DIRECTION —
Tally how many lines in the material below contain the string "brick", and reply with only that number.

--- start MATERIAL FOR THE TASK ---

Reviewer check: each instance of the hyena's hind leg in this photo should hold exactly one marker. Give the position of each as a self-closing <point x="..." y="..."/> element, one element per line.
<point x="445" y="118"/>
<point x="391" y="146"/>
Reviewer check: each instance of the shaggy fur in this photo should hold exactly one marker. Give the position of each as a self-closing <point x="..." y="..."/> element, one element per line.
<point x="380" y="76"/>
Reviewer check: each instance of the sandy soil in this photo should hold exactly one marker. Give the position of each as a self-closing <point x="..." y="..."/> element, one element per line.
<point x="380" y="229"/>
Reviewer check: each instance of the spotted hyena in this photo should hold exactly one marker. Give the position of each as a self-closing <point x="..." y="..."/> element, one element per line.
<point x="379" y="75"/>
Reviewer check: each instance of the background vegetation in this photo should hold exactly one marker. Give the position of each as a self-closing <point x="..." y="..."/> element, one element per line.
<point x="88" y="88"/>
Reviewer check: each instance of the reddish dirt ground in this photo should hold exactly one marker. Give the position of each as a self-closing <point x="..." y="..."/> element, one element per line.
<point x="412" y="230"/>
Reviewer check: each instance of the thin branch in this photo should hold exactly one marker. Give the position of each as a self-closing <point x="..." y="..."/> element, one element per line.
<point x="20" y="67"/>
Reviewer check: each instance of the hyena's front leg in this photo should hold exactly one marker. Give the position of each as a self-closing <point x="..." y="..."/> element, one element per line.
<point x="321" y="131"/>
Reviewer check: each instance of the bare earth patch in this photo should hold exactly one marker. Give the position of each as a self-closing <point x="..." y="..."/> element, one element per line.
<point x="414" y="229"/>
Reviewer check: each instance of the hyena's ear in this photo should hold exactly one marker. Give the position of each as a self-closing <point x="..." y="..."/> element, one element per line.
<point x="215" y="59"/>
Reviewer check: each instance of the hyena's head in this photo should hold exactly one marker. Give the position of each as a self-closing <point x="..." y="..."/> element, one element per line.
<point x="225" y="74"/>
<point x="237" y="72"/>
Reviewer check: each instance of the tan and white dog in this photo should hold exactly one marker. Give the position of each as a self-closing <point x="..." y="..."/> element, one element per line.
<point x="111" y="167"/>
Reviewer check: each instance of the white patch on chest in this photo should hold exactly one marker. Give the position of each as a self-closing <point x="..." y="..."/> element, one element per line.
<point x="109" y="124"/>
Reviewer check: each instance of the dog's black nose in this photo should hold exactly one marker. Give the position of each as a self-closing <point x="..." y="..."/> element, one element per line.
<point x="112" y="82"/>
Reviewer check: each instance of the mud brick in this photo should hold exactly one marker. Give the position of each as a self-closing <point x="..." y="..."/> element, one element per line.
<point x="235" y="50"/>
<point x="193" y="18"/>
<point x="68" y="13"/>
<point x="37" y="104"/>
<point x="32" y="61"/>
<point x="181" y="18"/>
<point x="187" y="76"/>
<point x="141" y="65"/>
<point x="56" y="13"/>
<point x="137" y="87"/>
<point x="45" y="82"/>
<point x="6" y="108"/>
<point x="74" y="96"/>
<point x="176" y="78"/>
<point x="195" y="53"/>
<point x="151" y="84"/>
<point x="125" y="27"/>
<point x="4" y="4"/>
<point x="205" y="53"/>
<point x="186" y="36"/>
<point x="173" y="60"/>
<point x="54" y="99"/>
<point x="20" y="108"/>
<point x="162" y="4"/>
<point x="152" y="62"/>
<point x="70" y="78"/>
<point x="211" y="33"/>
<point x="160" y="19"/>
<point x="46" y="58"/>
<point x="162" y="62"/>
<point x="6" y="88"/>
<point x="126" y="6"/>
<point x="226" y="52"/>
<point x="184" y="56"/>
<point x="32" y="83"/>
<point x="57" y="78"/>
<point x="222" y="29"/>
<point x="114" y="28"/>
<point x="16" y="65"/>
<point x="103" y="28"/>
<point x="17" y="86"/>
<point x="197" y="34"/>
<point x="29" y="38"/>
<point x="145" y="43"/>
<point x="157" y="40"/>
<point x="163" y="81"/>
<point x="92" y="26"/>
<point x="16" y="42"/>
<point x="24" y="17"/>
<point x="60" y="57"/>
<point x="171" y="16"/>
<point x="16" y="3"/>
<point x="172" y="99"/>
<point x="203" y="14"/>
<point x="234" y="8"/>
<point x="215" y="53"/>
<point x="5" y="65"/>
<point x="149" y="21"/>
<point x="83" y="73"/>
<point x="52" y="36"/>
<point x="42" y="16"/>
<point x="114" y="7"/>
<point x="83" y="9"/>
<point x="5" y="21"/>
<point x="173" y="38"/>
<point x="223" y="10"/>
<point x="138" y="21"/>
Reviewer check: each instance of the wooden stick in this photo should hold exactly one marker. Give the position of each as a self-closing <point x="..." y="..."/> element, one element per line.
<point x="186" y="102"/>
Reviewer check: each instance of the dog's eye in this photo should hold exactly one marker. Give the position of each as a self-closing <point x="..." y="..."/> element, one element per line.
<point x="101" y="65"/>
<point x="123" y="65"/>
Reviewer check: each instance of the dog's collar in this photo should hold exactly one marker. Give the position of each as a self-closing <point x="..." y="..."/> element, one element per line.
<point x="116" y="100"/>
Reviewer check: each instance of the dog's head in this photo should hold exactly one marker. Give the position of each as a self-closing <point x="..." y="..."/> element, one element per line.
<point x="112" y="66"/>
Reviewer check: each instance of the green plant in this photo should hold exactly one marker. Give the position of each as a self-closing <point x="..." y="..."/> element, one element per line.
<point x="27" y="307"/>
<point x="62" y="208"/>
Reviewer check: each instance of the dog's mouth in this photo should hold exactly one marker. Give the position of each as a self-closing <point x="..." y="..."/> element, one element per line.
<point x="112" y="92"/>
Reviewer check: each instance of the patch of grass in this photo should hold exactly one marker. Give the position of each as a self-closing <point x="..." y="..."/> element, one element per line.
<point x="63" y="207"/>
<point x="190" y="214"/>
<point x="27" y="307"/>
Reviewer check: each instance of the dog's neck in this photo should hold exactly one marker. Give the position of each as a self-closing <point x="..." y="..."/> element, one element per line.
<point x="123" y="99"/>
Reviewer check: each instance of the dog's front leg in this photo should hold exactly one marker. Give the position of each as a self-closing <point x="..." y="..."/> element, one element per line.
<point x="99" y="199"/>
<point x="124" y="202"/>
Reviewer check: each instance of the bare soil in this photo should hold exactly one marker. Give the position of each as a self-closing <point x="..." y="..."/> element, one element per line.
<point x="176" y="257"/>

--- end MATERIAL FOR THE TASK ---
--- start MATERIAL FOR THE TASK ---

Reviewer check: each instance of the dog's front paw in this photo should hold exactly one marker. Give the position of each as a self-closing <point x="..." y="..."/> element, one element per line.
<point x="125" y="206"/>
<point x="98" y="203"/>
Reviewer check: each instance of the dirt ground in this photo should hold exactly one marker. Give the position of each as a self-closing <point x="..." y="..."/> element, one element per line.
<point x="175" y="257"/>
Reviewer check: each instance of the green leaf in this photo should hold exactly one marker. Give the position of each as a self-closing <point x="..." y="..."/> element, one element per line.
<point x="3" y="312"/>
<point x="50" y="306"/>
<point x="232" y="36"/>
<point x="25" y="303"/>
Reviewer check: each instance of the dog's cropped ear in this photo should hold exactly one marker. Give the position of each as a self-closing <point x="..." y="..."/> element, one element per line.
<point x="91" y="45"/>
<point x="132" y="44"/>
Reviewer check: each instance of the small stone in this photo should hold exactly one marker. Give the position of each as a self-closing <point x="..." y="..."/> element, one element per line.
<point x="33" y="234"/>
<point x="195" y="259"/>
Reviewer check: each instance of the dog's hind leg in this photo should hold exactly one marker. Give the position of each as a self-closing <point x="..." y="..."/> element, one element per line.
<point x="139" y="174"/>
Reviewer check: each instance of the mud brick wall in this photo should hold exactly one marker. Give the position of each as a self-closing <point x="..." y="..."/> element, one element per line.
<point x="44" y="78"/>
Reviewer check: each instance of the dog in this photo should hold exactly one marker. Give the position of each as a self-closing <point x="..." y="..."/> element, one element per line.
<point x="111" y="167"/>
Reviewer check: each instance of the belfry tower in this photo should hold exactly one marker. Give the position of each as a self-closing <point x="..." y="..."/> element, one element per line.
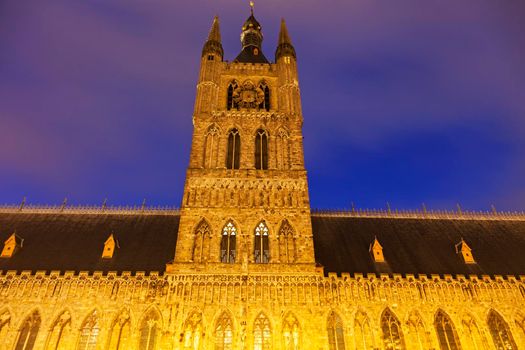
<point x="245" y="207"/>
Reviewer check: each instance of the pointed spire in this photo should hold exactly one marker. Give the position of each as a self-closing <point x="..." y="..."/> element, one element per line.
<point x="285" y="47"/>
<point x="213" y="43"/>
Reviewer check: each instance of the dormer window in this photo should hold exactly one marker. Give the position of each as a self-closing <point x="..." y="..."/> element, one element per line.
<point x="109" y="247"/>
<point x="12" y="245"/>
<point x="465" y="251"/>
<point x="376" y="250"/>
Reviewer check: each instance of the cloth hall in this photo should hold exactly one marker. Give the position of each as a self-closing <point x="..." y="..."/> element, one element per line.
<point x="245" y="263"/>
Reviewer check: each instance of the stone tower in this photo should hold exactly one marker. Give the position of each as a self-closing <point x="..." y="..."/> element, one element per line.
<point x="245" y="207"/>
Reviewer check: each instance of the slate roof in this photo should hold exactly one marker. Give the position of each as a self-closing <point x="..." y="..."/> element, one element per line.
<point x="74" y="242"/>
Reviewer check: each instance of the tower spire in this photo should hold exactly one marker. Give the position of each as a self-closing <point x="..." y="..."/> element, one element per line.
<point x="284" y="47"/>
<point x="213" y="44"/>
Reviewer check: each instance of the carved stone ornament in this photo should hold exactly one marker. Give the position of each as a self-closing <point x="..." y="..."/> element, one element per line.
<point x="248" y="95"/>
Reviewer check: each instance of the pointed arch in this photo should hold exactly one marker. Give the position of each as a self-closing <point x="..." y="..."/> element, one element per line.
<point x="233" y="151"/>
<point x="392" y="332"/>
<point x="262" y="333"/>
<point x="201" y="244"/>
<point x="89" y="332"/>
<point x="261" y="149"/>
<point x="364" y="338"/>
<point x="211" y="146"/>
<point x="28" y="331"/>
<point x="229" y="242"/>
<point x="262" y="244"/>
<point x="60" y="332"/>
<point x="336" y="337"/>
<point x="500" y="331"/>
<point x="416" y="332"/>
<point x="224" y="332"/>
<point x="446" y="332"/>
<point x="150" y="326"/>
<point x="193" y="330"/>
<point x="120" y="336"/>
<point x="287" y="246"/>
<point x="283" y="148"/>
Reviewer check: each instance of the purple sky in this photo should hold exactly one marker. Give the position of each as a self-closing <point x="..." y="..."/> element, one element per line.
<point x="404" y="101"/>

--- end MATERIAL FOR THE TASK ---

CORRECT ANSWER —
2